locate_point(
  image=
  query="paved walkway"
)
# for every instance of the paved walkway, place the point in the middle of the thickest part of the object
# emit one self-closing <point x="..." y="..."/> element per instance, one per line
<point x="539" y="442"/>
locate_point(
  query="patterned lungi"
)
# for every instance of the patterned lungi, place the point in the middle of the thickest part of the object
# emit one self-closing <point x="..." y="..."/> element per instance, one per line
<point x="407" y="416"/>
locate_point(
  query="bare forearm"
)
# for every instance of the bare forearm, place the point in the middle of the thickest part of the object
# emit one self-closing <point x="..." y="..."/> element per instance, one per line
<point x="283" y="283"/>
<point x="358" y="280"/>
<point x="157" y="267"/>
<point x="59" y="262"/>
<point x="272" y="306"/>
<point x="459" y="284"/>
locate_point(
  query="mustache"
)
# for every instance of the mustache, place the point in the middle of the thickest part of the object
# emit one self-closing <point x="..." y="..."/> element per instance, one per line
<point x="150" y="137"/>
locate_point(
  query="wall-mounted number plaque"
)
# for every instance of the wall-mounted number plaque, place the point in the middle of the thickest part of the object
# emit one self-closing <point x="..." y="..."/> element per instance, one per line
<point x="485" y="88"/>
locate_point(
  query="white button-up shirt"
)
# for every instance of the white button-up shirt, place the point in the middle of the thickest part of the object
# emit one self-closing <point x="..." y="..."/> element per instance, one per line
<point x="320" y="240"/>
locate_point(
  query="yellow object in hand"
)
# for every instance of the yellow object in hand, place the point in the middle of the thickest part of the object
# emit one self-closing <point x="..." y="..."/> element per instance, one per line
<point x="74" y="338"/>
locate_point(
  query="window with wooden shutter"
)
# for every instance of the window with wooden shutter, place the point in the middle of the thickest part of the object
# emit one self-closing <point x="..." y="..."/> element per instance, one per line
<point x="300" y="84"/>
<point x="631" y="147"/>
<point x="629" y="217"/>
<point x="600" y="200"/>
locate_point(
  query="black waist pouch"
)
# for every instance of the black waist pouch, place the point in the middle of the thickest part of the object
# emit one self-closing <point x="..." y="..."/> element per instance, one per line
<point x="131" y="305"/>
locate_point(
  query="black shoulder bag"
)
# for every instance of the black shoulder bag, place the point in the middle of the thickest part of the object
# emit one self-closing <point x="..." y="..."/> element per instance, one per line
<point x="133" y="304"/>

....................

Above are some records; extract every one of them exactly.

locate_point(
  image=
  query="paved walkway"
)
# for every instance of the paved walkway, place the point in the middle of the thickest part of the object
# emit one self-closing <point x="..." y="..."/> element per instance, one per line
<point x="539" y="442"/>
locate_point(
  query="patterned lungi"
)
# for every instance of the patterned lungi, place the point in the middle of the thickest part of the object
# emit one self-closing <point x="..." y="..."/> element per instance, one per line
<point x="407" y="416"/>
locate_point(
  query="bare forearm"
)
# for every instance of the bare forearm, place the point in the middle of the thickest part of the object
# emit one self-closing <point x="..." y="..."/> element per instance, one per line
<point x="283" y="283"/>
<point x="358" y="280"/>
<point x="157" y="267"/>
<point x="59" y="262"/>
<point x="272" y="306"/>
<point x="459" y="284"/>
locate_point(
  query="mustache"
)
# for every instance of the mustache, place the point in the middle of the thickest part of the object
# emit one self-closing <point x="..." y="..."/> element per instance, one per line
<point x="150" y="137"/>
locate_point(
  query="wall-mounted number plaque"
)
# for every instance of the wall-mounted number plaque, place the point in the middle of the thickest part of the object
# emit one self-closing <point x="..." y="..."/> element per instance, one per line
<point x="485" y="88"/>
locate_point(
  query="white button-up shirt"
)
# for every instance of the white button-up shirt, place the point in the middle of the thickest part of the object
# emit one self-closing <point x="..." y="..."/> element per instance, one per line
<point x="320" y="240"/>
locate_point(
  query="yellow object in hand"
)
# for every instance of the yellow object in hand, place the point in the middle of the thickest part of the object
# emit one self-closing <point x="..." y="..."/> element per instance, one per line
<point x="74" y="338"/>
locate_point(
  query="window with wooden shutter"
)
# for every instance of the window with wooden shutter, place the point in the middle of the thickest part of the object
# emit one self-closing <point x="..." y="..."/> element per instance, one per line
<point x="300" y="84"/>
<point x="631" y="147"/>
<point x="629" y="217"/>
<point x="600" y="200"/>
locate_point(
  query="black waist pouch"
)
# for every instance of the black waist pouch, place the point in the middle of the thickest part of the object
# emit one self-closing <point x="..." y="..."/> element per instance, one per line
<point x="131" y="305"/>
locate_point(
  query="black shoulder bag"
)
# for every instance of the black shoulder bag, place the point in the middle of the thickest part of the object
# emit one self-closing <point x="..." y="..."/> element per instance, one per line
<point x="133" y="304"/>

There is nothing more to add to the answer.